▶ _Your goal_: Name every nickname that the family gives the narrator in the text on childhood teasing.

▶ _Text_:
● ● ● ●
“You are a dumb-dumb,” my father cracked up. “Dumb-dumb” – a very loose translation from my mother tongue but a nickname that stayed with me through most of my elementary school years.
Image credit: hainguyenrp from Pixaby
I was enrolled in grade one, two months shy of my 5th birthday. Where I grew up, kids are usually 6 or 7 years old in grade one. I have no idea how my parents managed to convince the school to enroll me. One day, in class, we were given an assignment to skip count by 2 until we got to 20, we were told to write our answers in our notebooks. I remember looking around nervously at my classmates who all seemed to know how to do this, but I didn’t. I was terrified.
At the end of grade one, I was ranked 22nd out of 30 students. The teasing continued at home – “You are a dumb-dumb.” This time, they had proof. It was a family pastime to come up with nicknames for me: hurricane, volcano, dumb-dumb to name a few out of many. I was also told I was adopted. In my mind, I suspected this might have been true because I wasn’t smart like my brother whom I was always compared to. They thought their behaviour was harmless, the nicknames were for entertainment purposes – they were entertained by my reactions to those nicknames. They thought the comparison would motivate me to “try harder.”
● ● ● ●
▶ _Data section_:

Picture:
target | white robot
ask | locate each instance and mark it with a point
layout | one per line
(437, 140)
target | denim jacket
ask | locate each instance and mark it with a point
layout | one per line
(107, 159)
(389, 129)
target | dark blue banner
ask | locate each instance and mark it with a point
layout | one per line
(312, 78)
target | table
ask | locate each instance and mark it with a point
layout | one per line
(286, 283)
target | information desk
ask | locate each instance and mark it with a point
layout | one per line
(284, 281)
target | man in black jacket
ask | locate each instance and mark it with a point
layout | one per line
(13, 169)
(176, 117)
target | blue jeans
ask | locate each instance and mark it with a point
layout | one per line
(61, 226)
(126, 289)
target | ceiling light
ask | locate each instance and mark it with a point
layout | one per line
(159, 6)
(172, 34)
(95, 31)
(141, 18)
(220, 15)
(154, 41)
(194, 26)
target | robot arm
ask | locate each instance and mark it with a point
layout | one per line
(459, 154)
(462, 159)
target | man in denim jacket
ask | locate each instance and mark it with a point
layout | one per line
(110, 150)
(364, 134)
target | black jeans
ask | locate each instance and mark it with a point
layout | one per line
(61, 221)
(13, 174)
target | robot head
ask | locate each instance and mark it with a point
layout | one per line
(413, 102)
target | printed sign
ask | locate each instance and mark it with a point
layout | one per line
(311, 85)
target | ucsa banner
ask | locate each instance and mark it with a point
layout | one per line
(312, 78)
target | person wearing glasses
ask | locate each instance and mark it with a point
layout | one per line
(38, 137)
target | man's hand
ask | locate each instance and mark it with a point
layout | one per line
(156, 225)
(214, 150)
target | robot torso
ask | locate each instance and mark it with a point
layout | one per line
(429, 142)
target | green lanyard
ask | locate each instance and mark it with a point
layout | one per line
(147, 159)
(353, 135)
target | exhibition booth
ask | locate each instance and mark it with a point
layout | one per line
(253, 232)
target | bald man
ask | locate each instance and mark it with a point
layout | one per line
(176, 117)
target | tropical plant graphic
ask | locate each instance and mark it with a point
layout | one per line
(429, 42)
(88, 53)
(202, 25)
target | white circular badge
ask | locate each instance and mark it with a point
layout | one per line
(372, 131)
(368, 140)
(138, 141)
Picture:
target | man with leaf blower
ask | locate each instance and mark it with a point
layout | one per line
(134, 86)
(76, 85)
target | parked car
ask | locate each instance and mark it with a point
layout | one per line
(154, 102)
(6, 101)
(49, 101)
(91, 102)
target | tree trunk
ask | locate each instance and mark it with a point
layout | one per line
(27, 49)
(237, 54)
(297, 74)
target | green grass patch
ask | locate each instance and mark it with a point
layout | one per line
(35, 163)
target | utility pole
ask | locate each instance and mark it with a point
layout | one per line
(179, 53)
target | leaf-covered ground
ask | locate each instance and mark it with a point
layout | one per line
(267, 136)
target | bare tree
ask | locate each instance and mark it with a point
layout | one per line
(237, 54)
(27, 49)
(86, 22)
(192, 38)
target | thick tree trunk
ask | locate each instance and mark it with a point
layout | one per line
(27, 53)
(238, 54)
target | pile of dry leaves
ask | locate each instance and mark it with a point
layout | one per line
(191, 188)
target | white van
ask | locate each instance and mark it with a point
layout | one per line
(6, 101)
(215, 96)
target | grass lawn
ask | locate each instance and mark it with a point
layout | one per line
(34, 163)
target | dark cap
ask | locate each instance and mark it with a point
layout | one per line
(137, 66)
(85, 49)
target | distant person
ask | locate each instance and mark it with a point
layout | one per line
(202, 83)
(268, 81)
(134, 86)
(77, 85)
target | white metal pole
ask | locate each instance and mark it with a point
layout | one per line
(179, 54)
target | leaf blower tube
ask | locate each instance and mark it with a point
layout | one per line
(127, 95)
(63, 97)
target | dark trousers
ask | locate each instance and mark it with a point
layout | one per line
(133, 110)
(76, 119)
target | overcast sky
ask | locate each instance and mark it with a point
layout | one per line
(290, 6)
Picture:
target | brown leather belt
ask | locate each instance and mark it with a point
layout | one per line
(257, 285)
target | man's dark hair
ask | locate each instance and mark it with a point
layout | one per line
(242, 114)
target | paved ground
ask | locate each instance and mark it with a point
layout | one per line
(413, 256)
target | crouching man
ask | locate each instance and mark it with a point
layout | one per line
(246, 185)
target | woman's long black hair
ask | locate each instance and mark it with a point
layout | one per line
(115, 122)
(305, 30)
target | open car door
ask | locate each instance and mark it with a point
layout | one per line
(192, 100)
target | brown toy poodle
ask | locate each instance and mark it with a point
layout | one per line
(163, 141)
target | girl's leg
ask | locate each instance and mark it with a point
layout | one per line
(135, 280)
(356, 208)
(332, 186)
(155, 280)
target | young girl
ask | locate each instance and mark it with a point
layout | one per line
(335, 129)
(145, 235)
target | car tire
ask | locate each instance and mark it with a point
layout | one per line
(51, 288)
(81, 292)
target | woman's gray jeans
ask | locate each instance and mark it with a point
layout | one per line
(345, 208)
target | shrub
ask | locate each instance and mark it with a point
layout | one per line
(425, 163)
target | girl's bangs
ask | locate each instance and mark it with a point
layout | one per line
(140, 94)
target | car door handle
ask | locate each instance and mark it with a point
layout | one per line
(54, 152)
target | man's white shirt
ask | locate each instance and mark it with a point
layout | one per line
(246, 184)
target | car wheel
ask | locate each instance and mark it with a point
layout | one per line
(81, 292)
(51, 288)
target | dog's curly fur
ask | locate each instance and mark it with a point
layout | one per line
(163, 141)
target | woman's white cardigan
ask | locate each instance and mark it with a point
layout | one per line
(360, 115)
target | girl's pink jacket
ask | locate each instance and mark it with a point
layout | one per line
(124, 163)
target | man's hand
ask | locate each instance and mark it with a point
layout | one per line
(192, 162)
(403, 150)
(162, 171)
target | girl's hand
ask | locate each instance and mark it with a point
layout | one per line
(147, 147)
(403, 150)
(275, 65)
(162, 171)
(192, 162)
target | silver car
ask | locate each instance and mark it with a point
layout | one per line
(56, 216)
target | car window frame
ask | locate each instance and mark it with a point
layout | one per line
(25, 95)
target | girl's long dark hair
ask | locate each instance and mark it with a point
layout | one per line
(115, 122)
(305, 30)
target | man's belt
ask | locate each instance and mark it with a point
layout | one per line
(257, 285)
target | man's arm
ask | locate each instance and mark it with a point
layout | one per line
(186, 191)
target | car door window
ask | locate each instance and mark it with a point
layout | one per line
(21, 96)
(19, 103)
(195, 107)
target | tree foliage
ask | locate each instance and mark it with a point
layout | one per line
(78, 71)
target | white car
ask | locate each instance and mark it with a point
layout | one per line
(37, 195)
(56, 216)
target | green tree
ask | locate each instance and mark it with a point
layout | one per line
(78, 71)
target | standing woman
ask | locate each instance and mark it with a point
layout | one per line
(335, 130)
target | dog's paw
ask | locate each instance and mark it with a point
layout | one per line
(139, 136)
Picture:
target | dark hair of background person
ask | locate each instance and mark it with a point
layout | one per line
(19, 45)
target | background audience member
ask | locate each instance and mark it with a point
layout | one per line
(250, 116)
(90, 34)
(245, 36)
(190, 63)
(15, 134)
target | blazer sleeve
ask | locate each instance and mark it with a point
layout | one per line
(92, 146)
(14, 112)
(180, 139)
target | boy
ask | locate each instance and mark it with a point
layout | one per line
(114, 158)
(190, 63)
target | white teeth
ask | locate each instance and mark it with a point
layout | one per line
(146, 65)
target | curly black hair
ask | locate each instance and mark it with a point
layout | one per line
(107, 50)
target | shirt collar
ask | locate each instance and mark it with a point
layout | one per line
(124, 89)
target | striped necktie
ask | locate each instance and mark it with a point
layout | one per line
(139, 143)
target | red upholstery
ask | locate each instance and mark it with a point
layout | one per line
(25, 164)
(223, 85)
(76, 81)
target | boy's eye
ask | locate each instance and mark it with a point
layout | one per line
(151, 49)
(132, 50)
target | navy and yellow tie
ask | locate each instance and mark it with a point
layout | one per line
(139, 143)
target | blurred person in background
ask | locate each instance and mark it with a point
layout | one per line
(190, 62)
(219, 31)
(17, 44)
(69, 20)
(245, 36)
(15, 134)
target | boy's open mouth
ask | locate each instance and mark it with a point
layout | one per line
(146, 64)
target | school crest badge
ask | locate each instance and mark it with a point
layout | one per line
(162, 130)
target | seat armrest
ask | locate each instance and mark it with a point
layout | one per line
● ● ● ●
▶ _Final result_: dumb-dumb, hurricane, volcano